[BEGIN Exercise data]

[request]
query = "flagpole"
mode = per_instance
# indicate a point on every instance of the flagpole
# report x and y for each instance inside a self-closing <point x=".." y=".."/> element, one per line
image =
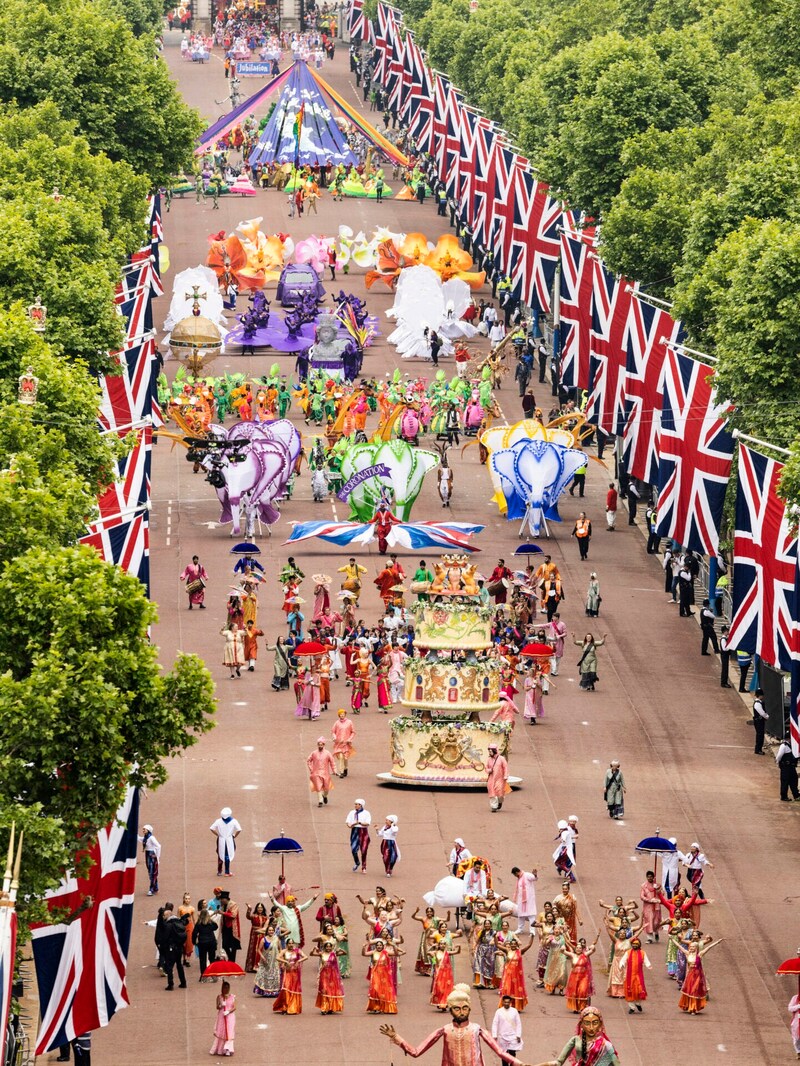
<point x="738" y="435"/>
<point x="556" y="372"/>
<point x="9" y="860"/>
<point x="676" y="345"/>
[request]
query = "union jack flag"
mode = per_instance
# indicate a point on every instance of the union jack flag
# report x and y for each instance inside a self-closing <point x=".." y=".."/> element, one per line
<point x="361" y="27"/>
<point x="534" y="243"/>
<point x="420" y="110"/>
<point x="502" y="207"/>
<point x="408" y="83"/>
<point x="131" y="490"/>
<point x="156" y="231"/>
<point x="795" y="697"/>
<point x="125" y="543"/>
<point x="765" y="561"/>
<point x="441" y="93"/>
<point x="356" y="21"/>
<point x="483" y="183"/>
<point x="127" y="397"/>
<point x="467" y="161"/>
<point x="133" y="299"/>
<point x="452" y="140"/>
<point x="576" y="304"/>
<point x="696" y="452"/>
<point x="394" y="64"/>
<point x="385" y="16"/>
<point x="646" y="330"/>
<point x="610" y="305"/>
<point x="81" y="963"/>
<point x="8" y="963"/>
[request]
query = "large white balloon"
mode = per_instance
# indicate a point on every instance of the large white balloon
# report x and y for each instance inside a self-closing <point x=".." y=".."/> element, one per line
<point x="449" y="892"/>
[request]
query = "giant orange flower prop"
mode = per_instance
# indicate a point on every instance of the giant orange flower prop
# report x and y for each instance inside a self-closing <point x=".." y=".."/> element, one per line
<point x="450" y="260"/>
<point x="227" y="259"/>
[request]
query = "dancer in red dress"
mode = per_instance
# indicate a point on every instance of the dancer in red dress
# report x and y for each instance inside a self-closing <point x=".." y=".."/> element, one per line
<point x="636" y="991"/>
<point x="513" y="974"/>
<point x="330" y="987"/>
<point x="580" y="984"/>
<point x="442" y="979"/>
<point x="382" y="996"/>
<point x="694" y="988"/>
<point x="290" y="997"/>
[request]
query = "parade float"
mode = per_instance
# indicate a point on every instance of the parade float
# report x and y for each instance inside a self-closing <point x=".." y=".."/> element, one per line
<point x="451" y="680"/>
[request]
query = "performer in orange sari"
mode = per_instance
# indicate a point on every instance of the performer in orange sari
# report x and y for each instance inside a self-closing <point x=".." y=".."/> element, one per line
<point x="330" y="987"/>
<point x="513" y="974"/>
<point x="382" y="996"/>
<point x="258" y="919"/>
<point x="361" y="678"/>
<point x="694" y="988"/>
<point x="442" y="979"/>
<point x="634" y="984"/>
<point x="579" y="984"/>
<point x="290" y="997"/>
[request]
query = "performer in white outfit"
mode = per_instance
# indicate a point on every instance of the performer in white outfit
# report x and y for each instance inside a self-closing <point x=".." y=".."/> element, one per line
<point x="226" y="829"/>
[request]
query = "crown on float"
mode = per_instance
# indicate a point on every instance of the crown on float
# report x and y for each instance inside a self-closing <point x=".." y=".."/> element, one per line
<point x="456" y="561"/>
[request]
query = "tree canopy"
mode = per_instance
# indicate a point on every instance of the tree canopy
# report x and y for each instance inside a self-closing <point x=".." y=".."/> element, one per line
<point x="84" y="707"/>
<point x="90" y="122"/>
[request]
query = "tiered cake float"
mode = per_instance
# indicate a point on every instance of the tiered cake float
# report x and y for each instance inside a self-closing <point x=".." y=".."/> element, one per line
<point x="454" y="674"/>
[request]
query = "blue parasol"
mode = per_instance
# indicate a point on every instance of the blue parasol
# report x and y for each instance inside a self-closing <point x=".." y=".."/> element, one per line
<point x="245" y="548"/>
<point x="529" y="549"/>
<point x="654" y="845"/>
<point x="282" y="845"/>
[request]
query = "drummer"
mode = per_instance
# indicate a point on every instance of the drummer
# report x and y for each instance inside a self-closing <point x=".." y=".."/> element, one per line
<point x="499" y="581"/>
<point x="352" y="582"/>
<point x="195" y="577"/>
<point x="421" y="577"/>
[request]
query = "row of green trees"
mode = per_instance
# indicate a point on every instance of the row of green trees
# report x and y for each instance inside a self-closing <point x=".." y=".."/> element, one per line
<point x="90" y="123"/>
<point x="676" y="124"/>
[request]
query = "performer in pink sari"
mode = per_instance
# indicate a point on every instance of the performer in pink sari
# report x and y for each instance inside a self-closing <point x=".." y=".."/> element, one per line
<point x="507" y="711"/>
<point x="195" y="577"/>
<point x="591" y="1046"/>
<point x="321" y="596"/>
<point x="225" y="1026"/>
<point x="651" y="906"/>
<point x="310" y="704"/>
<point x="344" y="735"/>
<point x="497" y="780"/>
<point x="321" y="768"/>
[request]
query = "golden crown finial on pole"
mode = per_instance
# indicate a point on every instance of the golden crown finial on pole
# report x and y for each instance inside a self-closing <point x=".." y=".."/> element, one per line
<point x="17" y="863"/>
<point x="10" y="860"/>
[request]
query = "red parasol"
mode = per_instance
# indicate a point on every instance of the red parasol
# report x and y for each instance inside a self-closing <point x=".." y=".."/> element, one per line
<point x="537" y="651"/>
<point x="223" y="969"/>
<point x="312" y="648"/>
<point x="792" y="967"/>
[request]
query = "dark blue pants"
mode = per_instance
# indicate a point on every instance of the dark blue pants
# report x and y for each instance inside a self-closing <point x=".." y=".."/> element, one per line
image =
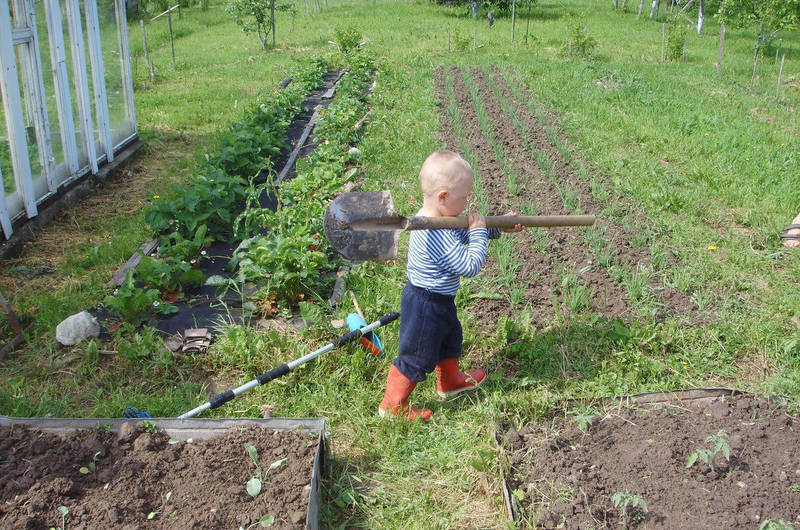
<point x="429" y="332"/>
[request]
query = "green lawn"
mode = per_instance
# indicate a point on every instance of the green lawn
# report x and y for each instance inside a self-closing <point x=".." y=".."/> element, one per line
<point x="712" y="167"/>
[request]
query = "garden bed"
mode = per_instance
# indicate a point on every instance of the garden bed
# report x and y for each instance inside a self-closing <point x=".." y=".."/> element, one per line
<point x="660" y="464"/>
<point x="104" y="473"/>
<point x="522" y="165"/>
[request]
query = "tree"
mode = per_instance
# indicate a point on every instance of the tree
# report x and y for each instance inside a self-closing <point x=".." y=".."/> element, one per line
<point x="768" y="16"/>
<point x="257" y="16"/>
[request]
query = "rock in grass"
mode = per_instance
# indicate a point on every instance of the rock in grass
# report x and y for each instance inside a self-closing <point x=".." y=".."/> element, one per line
<point x="76" y="328"/>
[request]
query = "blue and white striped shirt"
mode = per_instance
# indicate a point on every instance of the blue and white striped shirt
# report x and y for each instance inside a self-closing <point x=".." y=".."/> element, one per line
<point x="437" y="259"/>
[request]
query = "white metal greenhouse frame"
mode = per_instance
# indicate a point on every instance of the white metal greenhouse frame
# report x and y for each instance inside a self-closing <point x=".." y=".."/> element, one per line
<point x="45" y="156"/>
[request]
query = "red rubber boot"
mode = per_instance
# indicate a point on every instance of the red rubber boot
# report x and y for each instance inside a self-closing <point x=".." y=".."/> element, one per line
<point x="395" y="400"/>
<point x="451" y="381"/>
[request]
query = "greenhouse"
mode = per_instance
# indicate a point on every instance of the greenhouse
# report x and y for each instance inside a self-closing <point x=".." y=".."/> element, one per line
<point x="67" y="94"/>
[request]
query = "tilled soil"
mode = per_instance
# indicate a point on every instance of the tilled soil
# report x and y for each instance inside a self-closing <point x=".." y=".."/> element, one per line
<point x="567" y="249"/>
<point x="135" y="471"/>
<point x="566" y="477"/>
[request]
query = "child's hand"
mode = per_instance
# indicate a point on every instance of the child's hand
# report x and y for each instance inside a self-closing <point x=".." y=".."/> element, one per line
<point x="515" y="228"/>
<point x="476" y="220"/>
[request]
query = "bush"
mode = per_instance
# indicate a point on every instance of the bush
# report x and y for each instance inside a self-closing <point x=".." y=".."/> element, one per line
<point x="579" y="41"/>
<point x="347" y="39"/>
<point x="676" y="37"/>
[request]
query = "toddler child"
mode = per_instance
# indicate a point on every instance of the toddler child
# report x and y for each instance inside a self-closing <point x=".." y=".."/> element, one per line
<point x="430" y="333"/>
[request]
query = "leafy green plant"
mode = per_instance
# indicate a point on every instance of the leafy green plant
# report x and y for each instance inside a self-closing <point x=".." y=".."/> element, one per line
<point x="676" y="39"/>
<point x="64" y="511"/>
<point x="149" y="426"/>
<point x="265" y="521"/>
<point x="584" y="418"/>
<point x="623" y="500"/>
<point x="720" y="445"/>
<point x="174" y="246"/>
<point x="579" y="42"/>
<point x="92" y="465"/>
<point x="132" y="303"/>
<point x="775" y="524"/>
<point x="164" y="500"/>
<point x="168" y="274"/>
<point x="253" y="485"/>
<point x="347" y="38"/>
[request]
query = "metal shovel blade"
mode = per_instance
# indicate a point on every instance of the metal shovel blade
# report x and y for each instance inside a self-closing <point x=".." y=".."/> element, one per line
<point x="362" y="245"/>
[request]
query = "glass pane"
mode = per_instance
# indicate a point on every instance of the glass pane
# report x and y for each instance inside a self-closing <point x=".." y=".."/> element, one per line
<point x="83" y="152"/>
<point x="118" y="110"/>
<point x="5" y="153"/>
<point x="90" y="79"/>
<point x="61" y="169"/>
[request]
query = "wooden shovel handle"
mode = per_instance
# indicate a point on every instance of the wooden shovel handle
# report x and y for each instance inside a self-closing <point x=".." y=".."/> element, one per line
<point x="500" y="221"/>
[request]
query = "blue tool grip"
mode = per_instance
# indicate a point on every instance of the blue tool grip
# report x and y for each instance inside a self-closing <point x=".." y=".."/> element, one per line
<point x="391" y="317"/>
<point x="273" y="374"/>
<point x="221" y="399"/>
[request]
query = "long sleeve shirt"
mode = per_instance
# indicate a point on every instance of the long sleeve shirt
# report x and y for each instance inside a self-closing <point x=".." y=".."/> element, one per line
<point x="437" y="259"/>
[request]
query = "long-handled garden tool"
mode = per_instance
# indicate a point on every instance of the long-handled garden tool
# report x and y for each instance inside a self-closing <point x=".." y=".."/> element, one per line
<point x="275" y="373"/>
<point x="363" y="225"/>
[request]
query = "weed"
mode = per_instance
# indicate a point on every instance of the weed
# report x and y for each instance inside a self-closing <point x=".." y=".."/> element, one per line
<point x="579" y="42"/>
<point x="265" y="521"/>
<point x="164" y="500"/>
<point x="584" y="418"/>
<point x="574" y="293"/>
<point x="92" y="465"/>
<point x="347" y="38"/>
<point x="149" y="427"/>
<point x="720" y="445"/>
<point x="622" y="500"/>
<point x="775" y="524"/>
<point x="64" y="511"/>
<point x="253" y="485"/>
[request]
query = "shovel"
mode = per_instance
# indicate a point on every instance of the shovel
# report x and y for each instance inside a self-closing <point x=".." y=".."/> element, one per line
<point x="364" y="226"/>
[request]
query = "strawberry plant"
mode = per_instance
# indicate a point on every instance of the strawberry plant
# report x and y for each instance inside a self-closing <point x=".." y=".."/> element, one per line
<point x="133" y="303"/>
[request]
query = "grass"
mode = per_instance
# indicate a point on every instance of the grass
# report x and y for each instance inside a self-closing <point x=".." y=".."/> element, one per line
<point x="708" y="163"/>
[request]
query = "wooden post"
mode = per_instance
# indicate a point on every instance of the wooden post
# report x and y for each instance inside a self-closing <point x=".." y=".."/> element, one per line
<point x="755" y="67"/>
<point x="513" y="18"/>
<point x="780" y="78"/>
<point x="171" y="38"/>
<point x="147" y="53"/>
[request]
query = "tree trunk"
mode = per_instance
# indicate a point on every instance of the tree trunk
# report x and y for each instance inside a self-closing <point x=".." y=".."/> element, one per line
<point x="513" y="18"/>
<point x="476" y="5"/>
<point x="654" y="8"/>
<point x="272" y="20"/>
<point x="701" y="18"/>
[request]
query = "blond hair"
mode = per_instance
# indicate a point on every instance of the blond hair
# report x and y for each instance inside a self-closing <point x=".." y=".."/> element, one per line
<point x="443" y="169"/>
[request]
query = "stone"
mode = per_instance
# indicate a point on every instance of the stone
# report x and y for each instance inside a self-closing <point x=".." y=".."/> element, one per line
<point x="76" y="328"/>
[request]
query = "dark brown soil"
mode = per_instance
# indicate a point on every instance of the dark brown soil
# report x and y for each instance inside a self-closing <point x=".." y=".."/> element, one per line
<point x="564" y="477"/>
<point x="566" y="249"/>
<point x="135" y="471"/>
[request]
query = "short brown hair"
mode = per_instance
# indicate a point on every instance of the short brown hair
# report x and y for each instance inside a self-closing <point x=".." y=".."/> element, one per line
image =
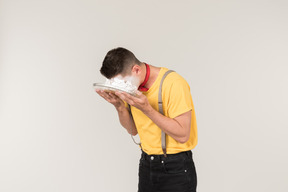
<point x="118" y="61"/>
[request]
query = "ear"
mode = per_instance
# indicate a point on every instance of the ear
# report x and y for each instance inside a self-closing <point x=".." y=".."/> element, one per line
<point x="136" y="69"/>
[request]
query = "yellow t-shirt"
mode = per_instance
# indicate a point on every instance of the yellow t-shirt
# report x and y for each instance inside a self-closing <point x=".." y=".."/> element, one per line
<point x="177" y="100"/>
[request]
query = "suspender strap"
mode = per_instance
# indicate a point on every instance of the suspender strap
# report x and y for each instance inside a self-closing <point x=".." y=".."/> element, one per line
<point x="160" y="105"/>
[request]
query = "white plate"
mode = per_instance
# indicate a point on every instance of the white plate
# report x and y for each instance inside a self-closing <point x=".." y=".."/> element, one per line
<point x="111" y="88"/>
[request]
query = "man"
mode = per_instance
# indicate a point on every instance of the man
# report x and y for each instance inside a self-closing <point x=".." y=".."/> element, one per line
<point x="157" y="172"/>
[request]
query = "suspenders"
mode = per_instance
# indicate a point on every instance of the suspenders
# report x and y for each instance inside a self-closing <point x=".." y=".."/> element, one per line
<point x="160" y="106"/>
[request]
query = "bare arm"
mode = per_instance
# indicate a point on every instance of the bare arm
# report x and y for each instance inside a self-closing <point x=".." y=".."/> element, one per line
<point x="178" y="127"/>
<point x="123" y="113"/>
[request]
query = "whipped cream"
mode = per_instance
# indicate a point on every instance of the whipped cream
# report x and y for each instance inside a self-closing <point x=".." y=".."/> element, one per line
<point x="121" y="84"/>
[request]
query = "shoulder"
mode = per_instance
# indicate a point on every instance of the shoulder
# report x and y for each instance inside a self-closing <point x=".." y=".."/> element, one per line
<point x="173" y="79"/>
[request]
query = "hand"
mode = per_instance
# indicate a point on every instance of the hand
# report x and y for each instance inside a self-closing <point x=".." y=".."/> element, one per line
<point x="139" y="101"/>
<point x="111" y="98"/>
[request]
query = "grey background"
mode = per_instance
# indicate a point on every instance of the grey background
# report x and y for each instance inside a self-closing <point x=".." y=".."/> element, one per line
<point x="57" y="134"/>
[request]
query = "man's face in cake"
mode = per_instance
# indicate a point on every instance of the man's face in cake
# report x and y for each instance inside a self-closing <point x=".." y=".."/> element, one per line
<point x="129" y="78"/>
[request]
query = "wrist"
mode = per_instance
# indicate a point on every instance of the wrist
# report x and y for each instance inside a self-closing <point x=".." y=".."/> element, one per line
<point x="148" y="111"/>
<point x="120" y="108"/>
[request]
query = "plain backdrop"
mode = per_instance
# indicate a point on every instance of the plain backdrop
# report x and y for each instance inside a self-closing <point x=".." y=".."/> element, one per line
<point x="58" y="135"/>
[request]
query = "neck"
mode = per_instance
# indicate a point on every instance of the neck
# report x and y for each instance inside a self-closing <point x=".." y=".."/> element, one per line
<point x="154" y="71"/>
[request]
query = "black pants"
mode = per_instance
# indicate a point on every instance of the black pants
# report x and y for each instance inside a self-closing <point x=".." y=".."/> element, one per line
<point x="174" y="173"/>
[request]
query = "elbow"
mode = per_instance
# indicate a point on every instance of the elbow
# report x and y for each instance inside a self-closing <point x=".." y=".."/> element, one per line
<point x="183" y="139"/>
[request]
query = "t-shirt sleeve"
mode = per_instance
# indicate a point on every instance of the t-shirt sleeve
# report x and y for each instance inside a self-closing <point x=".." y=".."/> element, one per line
<point x="179" y="99"/>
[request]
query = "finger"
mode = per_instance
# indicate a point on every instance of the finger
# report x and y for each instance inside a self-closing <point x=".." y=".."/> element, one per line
<point x="104" y="95"/>
<point x="122" y="96"/>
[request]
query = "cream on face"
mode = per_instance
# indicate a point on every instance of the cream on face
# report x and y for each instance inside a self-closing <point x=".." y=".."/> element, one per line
<point x="128" y="83"/>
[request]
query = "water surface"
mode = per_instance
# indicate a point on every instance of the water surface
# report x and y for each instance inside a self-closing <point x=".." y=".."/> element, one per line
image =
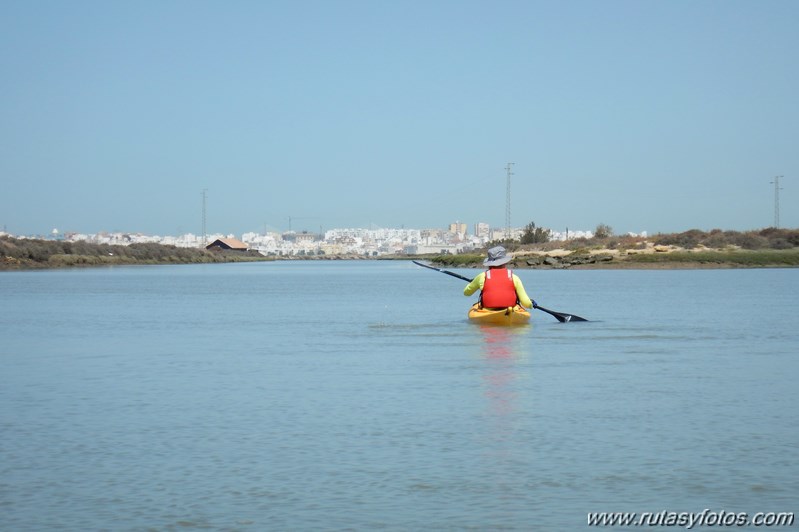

[END Exercise data]

Show, in full, each line of the listing that contains the string "balloon". Case counts.

• Solution to the exercise:
query = "large white balloon"
# indicate a point on every instance of the large white balloon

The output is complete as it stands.